Given problem: Pull out every line in the entries below that has the word "with" in it. Case counts, so a line only matches if the capital and small letters are the same.

Items from a dataset

## Begin

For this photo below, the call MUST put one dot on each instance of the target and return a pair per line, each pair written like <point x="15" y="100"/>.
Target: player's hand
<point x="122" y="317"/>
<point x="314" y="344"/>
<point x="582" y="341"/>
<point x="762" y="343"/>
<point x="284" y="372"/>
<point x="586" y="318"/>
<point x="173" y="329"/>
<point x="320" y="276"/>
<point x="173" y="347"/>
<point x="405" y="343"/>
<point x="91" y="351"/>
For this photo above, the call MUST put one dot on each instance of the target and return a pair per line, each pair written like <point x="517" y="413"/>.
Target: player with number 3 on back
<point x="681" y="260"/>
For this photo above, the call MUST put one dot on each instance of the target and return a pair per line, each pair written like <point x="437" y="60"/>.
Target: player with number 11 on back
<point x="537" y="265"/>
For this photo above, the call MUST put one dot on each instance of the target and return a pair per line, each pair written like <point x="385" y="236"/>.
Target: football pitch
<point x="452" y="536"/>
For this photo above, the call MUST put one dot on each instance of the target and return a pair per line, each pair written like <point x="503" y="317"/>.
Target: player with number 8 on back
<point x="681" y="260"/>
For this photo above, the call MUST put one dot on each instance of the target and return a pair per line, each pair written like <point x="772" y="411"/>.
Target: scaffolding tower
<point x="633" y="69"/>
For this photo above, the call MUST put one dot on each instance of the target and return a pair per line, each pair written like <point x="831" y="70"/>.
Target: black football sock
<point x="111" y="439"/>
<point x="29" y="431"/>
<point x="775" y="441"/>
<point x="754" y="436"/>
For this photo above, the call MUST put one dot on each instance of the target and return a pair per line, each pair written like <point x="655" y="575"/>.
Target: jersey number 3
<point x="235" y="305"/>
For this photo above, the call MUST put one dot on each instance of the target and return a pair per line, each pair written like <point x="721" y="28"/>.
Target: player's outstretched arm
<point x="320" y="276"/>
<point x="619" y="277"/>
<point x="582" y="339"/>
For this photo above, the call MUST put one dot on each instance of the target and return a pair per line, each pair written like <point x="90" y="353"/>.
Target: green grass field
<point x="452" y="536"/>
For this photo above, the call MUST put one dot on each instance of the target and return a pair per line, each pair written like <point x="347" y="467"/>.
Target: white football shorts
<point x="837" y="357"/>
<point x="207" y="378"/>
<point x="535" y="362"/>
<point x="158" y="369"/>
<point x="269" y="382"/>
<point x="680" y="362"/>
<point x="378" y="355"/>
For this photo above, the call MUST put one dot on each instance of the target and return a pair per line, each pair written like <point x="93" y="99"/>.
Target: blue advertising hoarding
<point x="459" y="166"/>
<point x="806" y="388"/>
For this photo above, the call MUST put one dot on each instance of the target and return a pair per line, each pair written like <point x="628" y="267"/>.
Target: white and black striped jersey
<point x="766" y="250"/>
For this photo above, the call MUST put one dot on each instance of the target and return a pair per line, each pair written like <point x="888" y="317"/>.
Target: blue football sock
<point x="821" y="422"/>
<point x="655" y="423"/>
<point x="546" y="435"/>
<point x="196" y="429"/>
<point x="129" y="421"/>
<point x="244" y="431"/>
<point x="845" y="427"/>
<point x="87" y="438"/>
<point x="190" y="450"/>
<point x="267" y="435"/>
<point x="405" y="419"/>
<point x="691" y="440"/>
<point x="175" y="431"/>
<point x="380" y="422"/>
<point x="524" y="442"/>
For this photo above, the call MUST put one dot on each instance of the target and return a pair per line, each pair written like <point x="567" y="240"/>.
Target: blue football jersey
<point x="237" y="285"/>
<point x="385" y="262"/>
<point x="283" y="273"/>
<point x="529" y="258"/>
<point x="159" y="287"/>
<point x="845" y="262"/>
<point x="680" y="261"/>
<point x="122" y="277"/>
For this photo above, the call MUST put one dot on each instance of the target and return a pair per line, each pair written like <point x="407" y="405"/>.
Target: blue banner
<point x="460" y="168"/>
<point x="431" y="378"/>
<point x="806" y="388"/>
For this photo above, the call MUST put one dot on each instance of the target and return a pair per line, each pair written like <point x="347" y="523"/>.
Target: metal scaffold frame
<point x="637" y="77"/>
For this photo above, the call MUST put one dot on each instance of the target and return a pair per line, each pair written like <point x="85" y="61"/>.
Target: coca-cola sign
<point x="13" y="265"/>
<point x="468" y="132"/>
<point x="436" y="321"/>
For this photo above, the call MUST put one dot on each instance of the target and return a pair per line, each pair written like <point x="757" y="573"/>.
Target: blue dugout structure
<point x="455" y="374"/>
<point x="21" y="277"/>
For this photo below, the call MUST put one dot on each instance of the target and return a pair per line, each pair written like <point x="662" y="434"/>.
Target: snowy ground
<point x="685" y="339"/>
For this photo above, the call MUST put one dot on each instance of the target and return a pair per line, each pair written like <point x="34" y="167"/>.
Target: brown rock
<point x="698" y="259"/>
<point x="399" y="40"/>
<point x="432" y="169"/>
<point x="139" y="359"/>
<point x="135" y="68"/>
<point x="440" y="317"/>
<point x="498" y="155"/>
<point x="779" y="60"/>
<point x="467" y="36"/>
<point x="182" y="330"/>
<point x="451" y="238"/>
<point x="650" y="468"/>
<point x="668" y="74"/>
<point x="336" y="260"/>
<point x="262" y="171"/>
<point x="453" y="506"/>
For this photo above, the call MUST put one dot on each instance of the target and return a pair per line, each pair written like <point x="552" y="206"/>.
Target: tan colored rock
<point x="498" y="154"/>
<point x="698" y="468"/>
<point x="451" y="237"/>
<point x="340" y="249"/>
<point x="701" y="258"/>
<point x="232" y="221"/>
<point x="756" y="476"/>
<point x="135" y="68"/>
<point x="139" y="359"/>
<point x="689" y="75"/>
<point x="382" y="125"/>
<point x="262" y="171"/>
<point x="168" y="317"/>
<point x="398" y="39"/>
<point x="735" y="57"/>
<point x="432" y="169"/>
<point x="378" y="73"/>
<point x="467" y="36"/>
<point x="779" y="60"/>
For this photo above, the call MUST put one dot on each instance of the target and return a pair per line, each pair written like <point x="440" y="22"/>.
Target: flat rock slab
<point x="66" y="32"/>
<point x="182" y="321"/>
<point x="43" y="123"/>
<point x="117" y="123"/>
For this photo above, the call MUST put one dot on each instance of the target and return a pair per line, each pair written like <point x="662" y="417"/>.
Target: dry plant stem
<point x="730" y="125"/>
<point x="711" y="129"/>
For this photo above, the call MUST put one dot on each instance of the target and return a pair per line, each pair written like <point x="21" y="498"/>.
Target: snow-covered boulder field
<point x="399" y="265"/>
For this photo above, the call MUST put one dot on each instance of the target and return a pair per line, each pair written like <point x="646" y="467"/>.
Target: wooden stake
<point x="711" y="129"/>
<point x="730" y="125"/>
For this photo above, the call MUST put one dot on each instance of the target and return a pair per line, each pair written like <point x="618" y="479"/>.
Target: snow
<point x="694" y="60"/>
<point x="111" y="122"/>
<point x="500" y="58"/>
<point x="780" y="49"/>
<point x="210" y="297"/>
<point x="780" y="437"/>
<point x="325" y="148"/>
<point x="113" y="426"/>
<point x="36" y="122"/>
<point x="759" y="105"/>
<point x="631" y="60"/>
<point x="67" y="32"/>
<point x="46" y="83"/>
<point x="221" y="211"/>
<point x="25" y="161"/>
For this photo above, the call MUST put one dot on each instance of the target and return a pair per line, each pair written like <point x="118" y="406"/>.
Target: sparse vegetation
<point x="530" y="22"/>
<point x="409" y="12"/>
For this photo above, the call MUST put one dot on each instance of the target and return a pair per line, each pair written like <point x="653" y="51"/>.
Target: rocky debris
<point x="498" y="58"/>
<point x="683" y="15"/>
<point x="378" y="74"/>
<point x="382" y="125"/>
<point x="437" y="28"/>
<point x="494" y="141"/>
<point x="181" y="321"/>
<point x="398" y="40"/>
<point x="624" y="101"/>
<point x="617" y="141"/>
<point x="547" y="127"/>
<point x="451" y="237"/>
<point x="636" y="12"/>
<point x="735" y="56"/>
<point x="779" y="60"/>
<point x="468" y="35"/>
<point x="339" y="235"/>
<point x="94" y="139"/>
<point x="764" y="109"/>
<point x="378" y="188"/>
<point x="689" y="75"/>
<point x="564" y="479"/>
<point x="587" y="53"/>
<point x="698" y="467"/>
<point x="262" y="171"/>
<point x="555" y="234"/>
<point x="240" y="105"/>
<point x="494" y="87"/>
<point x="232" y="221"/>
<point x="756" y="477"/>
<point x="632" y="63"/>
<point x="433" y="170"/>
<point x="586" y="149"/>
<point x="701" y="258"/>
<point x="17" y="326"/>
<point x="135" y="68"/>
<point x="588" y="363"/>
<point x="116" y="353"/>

## End
## Begin

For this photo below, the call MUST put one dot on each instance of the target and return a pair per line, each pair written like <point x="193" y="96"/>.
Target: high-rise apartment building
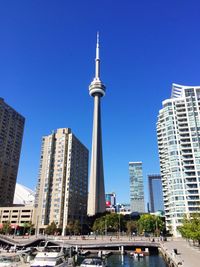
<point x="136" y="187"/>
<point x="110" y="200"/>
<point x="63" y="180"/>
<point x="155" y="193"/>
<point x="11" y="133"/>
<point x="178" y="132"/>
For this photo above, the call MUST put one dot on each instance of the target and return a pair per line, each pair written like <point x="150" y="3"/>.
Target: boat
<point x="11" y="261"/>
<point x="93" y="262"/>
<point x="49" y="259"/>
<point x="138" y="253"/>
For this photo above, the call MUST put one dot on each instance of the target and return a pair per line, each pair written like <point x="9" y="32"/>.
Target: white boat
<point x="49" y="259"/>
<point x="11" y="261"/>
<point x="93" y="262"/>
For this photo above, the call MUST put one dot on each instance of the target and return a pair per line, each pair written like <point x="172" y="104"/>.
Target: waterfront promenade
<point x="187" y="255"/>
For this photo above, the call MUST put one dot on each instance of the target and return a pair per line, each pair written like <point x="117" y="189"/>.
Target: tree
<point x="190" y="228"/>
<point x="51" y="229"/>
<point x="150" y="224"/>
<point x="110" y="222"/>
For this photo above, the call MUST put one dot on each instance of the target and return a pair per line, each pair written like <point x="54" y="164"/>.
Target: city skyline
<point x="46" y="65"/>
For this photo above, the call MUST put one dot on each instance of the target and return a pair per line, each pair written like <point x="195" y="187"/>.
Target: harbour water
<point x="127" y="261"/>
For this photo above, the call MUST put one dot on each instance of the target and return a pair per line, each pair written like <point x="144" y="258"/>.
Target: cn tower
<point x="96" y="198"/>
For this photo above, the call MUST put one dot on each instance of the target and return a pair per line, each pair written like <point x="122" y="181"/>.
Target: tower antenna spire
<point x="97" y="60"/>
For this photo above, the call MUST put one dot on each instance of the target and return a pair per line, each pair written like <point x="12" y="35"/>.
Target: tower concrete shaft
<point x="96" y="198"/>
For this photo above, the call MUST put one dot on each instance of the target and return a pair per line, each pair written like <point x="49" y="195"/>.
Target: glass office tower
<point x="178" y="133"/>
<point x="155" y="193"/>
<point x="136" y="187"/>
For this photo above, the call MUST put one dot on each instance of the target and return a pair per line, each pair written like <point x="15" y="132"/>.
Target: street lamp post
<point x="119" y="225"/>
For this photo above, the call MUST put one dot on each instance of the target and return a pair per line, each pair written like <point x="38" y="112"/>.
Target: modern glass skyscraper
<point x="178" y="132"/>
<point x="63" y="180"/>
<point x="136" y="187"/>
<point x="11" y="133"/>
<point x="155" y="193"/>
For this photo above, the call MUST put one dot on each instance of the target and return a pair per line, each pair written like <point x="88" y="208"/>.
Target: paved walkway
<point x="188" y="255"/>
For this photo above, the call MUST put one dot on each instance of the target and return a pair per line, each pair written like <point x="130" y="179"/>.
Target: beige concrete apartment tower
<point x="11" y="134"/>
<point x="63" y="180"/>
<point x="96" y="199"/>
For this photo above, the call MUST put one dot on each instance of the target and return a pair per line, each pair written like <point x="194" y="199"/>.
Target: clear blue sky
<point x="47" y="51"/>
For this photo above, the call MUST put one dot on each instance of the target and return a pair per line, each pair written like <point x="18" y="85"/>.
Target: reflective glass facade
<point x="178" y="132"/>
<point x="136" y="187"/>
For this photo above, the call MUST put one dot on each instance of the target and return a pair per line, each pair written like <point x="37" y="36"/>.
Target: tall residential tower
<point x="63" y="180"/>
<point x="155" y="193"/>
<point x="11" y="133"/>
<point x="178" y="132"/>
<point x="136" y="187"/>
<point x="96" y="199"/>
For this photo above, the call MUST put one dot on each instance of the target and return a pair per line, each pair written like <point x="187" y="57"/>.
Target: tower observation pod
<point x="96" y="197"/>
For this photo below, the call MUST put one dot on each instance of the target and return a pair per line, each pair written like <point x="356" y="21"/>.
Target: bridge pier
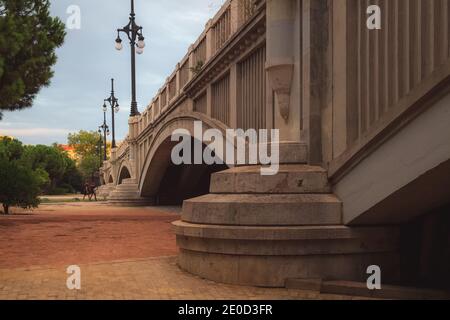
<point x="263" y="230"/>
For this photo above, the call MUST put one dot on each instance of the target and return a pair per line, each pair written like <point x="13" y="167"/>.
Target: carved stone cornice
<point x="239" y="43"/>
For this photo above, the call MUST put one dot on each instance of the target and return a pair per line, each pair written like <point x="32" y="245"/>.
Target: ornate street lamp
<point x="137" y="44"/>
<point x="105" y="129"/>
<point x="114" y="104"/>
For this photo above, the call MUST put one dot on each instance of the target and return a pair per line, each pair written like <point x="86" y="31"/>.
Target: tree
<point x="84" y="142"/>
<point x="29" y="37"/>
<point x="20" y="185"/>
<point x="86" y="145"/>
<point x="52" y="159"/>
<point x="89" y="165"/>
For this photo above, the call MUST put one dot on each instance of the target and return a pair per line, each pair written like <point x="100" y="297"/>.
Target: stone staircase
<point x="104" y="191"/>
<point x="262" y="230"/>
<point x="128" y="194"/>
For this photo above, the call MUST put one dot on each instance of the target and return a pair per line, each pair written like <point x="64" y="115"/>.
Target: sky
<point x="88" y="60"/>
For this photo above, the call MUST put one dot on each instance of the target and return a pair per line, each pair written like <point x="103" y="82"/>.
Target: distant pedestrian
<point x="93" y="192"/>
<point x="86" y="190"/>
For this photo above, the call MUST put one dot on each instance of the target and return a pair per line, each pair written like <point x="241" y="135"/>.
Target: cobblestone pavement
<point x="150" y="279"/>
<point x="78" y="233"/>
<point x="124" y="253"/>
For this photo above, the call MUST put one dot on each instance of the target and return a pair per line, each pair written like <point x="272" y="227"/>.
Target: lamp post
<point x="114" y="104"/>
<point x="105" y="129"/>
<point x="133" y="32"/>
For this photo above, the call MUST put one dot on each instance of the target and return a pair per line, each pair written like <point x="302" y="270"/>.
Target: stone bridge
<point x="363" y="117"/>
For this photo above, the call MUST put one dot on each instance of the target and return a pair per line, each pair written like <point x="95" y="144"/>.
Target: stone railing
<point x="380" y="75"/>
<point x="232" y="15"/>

## End

Full output:
Target: player with number 3 on back
Target: player with number 11 on back
Target: player with number 8 on back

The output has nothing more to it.